Collected data
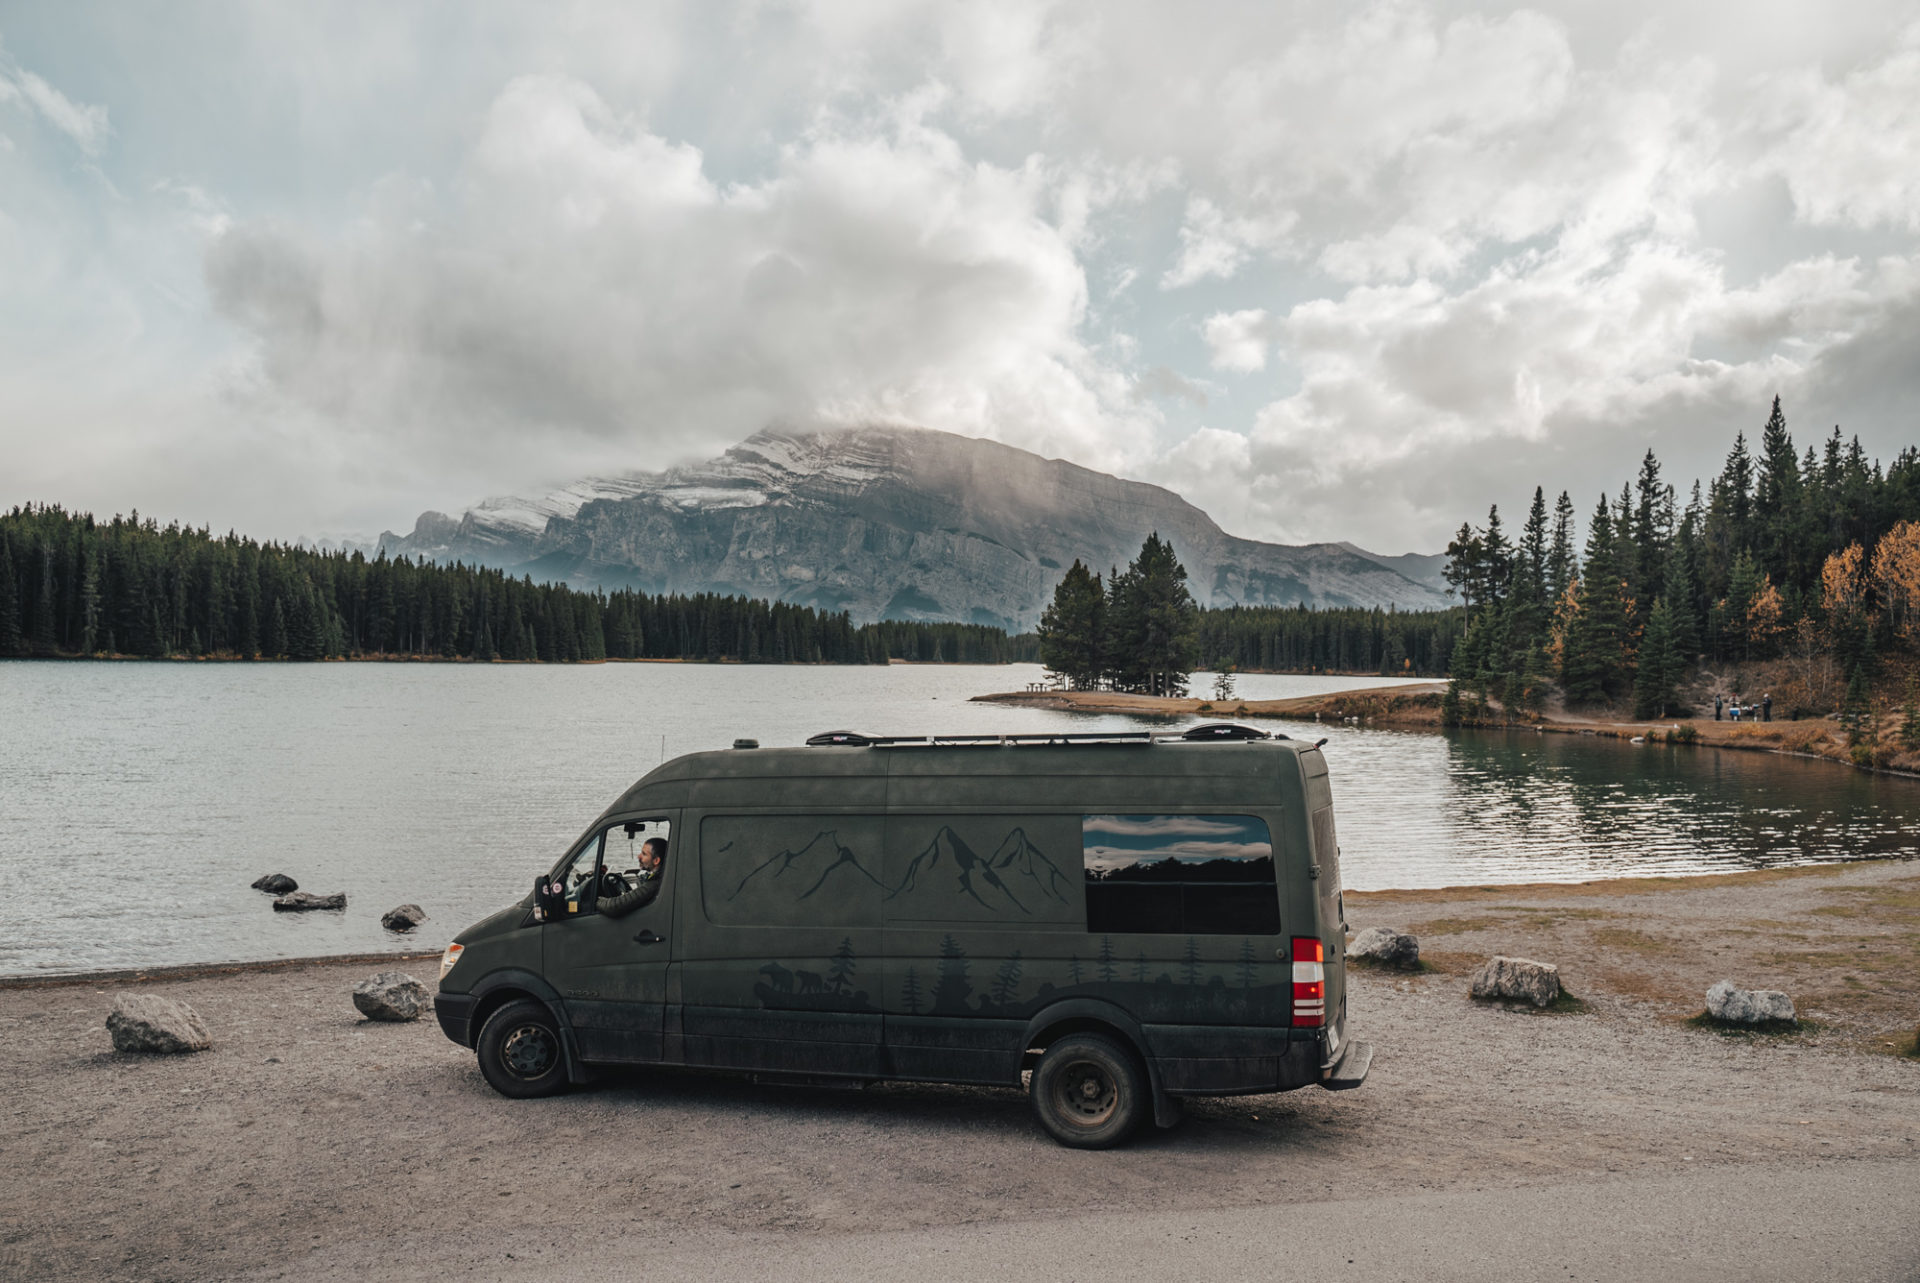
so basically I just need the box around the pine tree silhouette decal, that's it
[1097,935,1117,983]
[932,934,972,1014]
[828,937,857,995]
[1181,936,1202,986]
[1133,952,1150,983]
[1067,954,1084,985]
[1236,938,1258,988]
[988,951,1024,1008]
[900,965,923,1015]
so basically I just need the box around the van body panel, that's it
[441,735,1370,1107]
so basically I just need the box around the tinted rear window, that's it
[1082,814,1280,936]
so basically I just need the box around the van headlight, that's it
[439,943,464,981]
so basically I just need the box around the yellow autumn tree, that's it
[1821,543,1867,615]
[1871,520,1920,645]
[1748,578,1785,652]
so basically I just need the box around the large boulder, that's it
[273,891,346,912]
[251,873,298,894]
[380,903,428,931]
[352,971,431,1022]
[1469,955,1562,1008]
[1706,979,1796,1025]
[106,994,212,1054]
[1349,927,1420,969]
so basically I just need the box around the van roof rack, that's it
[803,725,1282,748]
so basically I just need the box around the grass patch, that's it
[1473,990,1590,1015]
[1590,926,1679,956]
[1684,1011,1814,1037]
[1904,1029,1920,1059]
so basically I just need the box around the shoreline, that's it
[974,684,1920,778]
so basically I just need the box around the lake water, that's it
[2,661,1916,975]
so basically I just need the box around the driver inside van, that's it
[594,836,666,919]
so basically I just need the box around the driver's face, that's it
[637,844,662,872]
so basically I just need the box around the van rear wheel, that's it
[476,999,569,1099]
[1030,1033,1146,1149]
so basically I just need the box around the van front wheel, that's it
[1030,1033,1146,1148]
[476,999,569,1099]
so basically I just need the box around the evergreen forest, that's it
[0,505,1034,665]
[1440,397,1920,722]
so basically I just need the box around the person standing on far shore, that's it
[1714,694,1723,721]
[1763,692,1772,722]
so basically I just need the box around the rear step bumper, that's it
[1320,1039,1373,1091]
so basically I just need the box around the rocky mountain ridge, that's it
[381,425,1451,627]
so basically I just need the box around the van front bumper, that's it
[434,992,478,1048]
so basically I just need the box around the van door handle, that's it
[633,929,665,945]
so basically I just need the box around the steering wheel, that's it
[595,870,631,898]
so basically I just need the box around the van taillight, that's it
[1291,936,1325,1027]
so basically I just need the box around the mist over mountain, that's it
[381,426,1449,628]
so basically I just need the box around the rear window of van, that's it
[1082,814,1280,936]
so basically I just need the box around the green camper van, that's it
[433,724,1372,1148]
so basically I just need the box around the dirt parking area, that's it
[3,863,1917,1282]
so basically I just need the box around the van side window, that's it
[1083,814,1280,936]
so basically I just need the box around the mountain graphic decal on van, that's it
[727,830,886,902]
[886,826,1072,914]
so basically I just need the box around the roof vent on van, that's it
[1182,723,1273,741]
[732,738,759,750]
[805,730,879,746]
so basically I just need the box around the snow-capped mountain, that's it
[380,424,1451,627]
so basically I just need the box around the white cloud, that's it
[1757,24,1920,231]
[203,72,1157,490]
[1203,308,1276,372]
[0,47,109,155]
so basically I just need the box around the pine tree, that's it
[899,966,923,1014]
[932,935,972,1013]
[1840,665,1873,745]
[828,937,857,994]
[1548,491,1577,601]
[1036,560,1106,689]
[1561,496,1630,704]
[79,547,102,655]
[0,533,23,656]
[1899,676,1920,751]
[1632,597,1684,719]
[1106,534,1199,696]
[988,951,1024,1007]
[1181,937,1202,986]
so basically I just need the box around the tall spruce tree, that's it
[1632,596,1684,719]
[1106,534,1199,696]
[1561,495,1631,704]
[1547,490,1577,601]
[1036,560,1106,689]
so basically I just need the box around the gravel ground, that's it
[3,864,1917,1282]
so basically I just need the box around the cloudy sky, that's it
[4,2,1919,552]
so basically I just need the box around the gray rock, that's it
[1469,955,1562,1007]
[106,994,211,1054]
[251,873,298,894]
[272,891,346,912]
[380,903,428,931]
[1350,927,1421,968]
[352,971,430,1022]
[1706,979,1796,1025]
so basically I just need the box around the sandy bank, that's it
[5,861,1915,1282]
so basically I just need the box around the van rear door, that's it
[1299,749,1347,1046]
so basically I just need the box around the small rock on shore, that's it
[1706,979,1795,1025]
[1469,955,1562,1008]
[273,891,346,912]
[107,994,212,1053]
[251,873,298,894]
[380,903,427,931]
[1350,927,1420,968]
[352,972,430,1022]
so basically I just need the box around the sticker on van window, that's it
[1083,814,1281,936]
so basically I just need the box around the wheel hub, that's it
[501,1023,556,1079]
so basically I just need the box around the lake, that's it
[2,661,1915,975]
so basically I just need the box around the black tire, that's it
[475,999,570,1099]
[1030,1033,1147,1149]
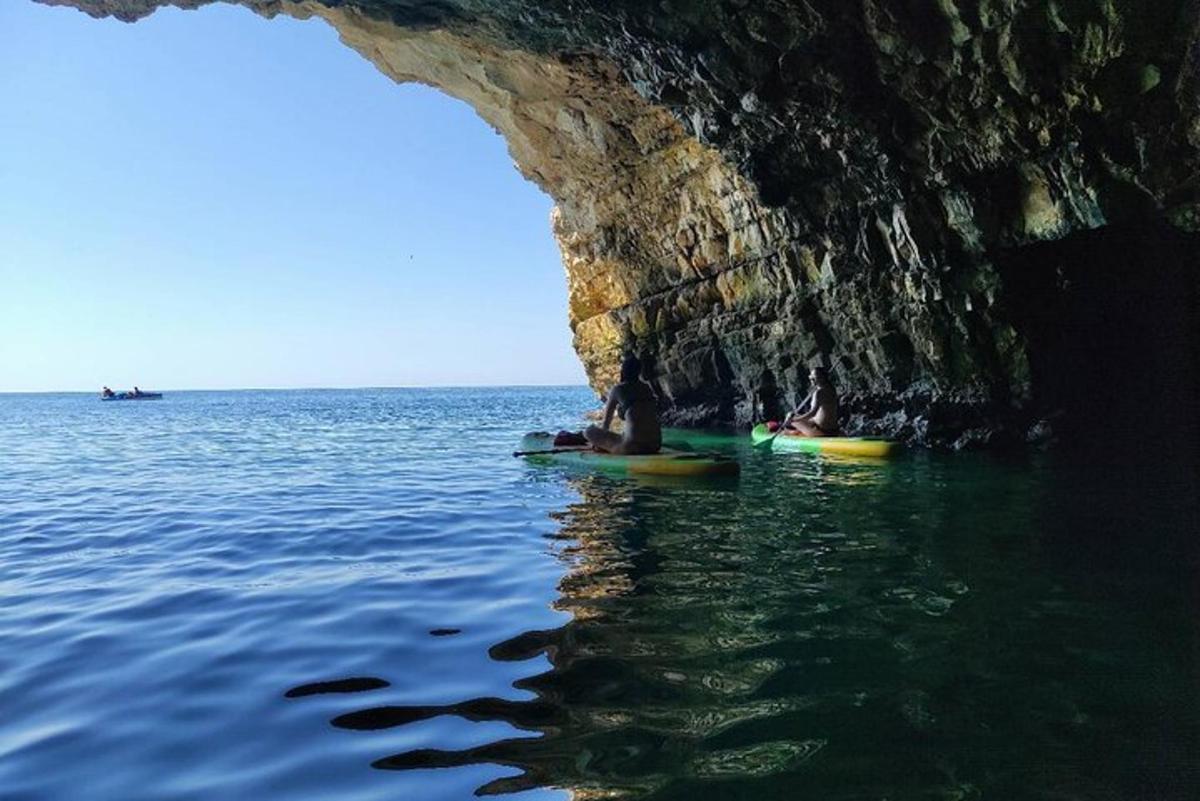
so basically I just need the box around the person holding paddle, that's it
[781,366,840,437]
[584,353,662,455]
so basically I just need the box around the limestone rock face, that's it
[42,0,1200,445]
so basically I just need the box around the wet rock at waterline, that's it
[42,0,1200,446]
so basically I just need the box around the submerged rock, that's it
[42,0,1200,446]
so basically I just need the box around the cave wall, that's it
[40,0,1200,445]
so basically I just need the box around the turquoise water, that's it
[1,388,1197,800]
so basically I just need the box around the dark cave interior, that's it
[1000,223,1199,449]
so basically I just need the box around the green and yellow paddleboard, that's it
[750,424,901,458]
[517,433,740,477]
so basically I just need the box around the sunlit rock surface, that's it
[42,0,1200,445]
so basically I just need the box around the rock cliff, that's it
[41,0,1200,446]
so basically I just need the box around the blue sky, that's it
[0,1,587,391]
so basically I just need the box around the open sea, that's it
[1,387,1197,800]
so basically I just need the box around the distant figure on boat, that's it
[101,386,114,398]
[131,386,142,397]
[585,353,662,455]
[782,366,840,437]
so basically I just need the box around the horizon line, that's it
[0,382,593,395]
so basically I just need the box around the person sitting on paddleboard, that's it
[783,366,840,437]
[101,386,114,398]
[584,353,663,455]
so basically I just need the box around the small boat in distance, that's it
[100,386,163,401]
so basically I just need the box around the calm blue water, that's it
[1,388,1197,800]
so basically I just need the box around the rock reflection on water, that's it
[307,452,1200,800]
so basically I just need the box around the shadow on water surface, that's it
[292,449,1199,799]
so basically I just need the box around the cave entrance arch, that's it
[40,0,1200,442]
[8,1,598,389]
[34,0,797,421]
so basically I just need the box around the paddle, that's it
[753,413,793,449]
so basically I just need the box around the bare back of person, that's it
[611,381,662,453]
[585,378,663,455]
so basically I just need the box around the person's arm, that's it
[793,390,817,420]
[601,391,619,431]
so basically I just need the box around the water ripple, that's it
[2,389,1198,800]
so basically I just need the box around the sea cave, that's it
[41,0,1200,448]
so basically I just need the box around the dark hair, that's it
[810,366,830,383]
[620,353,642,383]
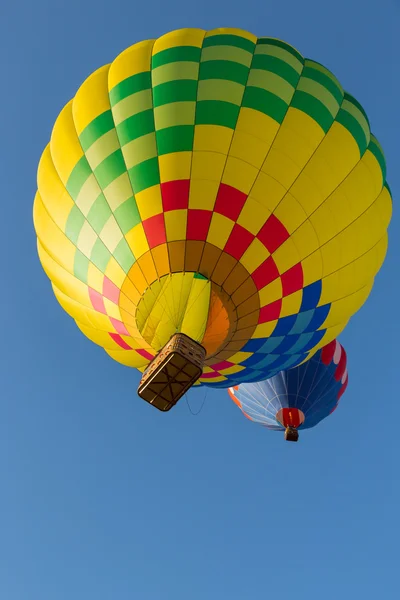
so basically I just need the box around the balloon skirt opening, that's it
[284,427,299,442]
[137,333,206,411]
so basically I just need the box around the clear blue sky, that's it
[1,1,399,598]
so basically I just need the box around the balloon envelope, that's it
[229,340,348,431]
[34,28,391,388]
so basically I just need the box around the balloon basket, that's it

▸ What is required:
Repeat only the lines from the line with "so basically I just need the box around the horizon" to the end of the entries, including both the first and the last line, and drop every picture.

▸ Output of the task:
so basically I just need the box around the horizon line, that's it
[0,382,593,395]
so basically I just need the box around the person sitting on paddleboard, that's it
[783,366,840,437]
[101,386,114,398]
[584,353,663,455]
so basically I just need the box around the small boat in distance, that's it
[100,386,163,401]
so basically I just need the box around the calm blue water, that's it
[1,388,1197,800]
so basically I just need the box around the rock reflection on water, that's it
[307,452,1200,800]
so basically I just need the box around the shadow on water surface, that's it
[292,449,1199,799]
so basically I just need the box around the cave entrance arch, that's it
[40,0,1200,442]
[8,1,598,389]
[34,0,797,421]
so basically I just need the box around the paddle, that's it
[753,413,793,449]
so basically I just need the box around the bare back of person, that's it
[611,381,662,453]
[585,378,663,455]
so basically I just need the box around the person's arm, that's it
[793,390,817,420]
[601,391,619,431]
so basically I just need the box around the water ripple, that's it
[2,389,1198,800]
so basically I just need the box around the sea cave, that's it
[41,0,1200,448]
so basically I just need the box around the dark hair, that's it
[810,366,830,383]
[620,353,642,383]
so basically I just need the box around the balloon skirt opening, that's it
[284,427,299,442]
[137,333,206,411]
so basically I just need the box around the clear blue sky, that's it
[1,1,399,598]
so basically I just need the box around the balloon envelope, that's it
[229,340,348,431]
[34,28,391,388]
so basically I just need the box around the balloon basket, that's it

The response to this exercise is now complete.